## Requirement 1:
In the court-ruling article, what did Ward ask for when she learned that a client wanted counseling on a same-sex relationship?
## Requirement 2:
Carry the court-ruling article forward from its last sentence.

## Text:

A federal appeals court has revived the lawsuit of a Michigan graduate student who was expelled from her program in school counseling in a dispute over her refusal to treat gay clients.
A three-judge panel of the U.S. Court of Appeals for the 6th Circuit, in Cincinnati, ruled unanimously Jan. 27 that the student’s case should go before a jury because her university may have discriminated against her based on hostility towards her speech and Christian faith.
The case involves Julea Ward, who had taught English and TV broadcasting at a suburban Detroit high school for 10 years when she decided to become a school counselor in 2006. She enrolled at master’s degree in counseling program at Eastern Michigan University.
Ward soon clashed with her professors over her belief that her Christian faith would prevent her from affirming or validating the homosexual behavior of her clients, according to court papers. Her professors reinforced the view that as a counselor, she would be required to support her clients’ sexual orientation.
When, in 2009, it came time for one-on-one counseling practicum sessions with real clients, Ward learned that one such client was seeking counseling on a same-sex relationship. Ward asked that the client be reassigned to another counseling student.
Ward’s decision came under review at Eastern Michigan, with some faculty members telling her she had violated the ethics code of the American Counseling Association by imposing values that were inconsistent with counseling goals and discriminating on the basis of sexual orientation. She was expelled from the counseling program.
Ward sued on claims that the expulsion violated her First Amendment rights of free speech and free exercise of religion. A federal district court issued summary judgment to the university and various individual defendants, holding that it had enforced a neutral and generally applicable curricular rule.
In its decision in Ward v. Polite, the 6th Circuit court panel threw out the summary judgment and said Ward’s free-speech claim deserved to go before a jury.
“Although the university submits it dismissed Ward from the program because her request for a referral violated the ACA code of ethics, a reasonable jury could find
otherwise—that the code of ethics contains no such bar and that the university deployed it as a pretext for punishing Ward’s religious views and speech,” Judge Jeffrey S. Sutton wrote for the panel.
“What exactly did Ward do wrong in making the referral request?” Sutton added. “If one thing is clear after three years of classes, it is that Ward is acutely aware of her own values. The point of the referral request was to avoid imposing her values on gay and
lesbian clients.”

## Provided data:

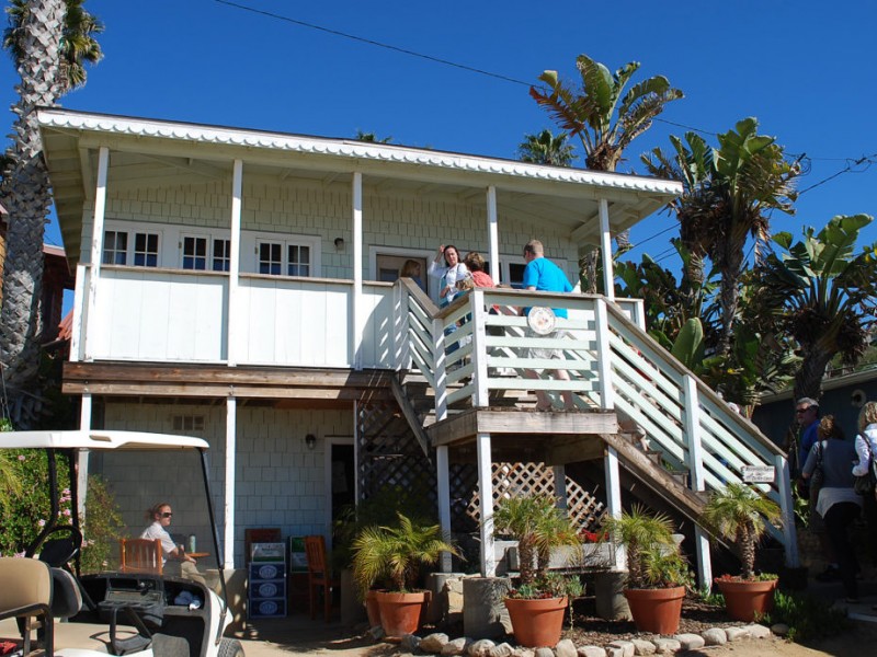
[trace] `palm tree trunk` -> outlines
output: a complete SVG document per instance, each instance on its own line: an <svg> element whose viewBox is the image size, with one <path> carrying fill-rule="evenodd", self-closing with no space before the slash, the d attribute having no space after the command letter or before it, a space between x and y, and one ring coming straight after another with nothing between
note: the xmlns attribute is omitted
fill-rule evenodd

## Answer 1:
She asked that the client be reassigned to another counseling student.

## Answer 2:
Sutton said counseling textbooks and even some experts who testified for the university seemed to accept values-based referrals. And the university’s argument that it had a blanket rule against referrals for student practicum sessions was something a reasonable jury could find was an “after-the-fact invention,” Sutton said.
“A reasonable jury could find that the university dismissed Ward from its counseling program because of her faith-based speech, not because of any legitimate pedagogical objective,” Judge Sutton said. “A university cannot compel a student to alter or violate her belief systems based on a phantom policy as the price for obtaining a degree.”
Sutton did take note of a recent ruling by another federal appeals court involving somewhat similar circumstances. On Dec. 16, a panel of the U.S. Court of Appeals for the 11th Circuit, in Atlanta, upheld Augusta State University in Georgia over its refusal to readmit a counseling student who refused to agree to a remediation plan over her attitudes about treating gay clients.
Sutton said that at first blush, the decisions look like “polar opposites,” since a student won in the 6th Circuit case but lost in the 11th Circuit case. But there was less tension or disagreement than meets the eye in the two decisions, Sutton said.
The Georgia counseling student had stated her intention to recommend “conversion therapy” to gay clients and counsel them that they could choose to be straight. That approach would violate the ACA’s ethics coe by imposing the counselor’s values on the client, and the university was free to prohibit such conduct as part of its curriculum, the 11th Circuit held in Keeton v. Anderson-Wiley.
“While Keeton involved Augusta State’s across-the-board application of an ethical rule that prohibits counselors from imposing their values on clients, today’s case reveals evidence that Eastern Michigan University selectively enforced a no-referral policy against Ward,” Judge Sutton said in the 6th Circuit decision.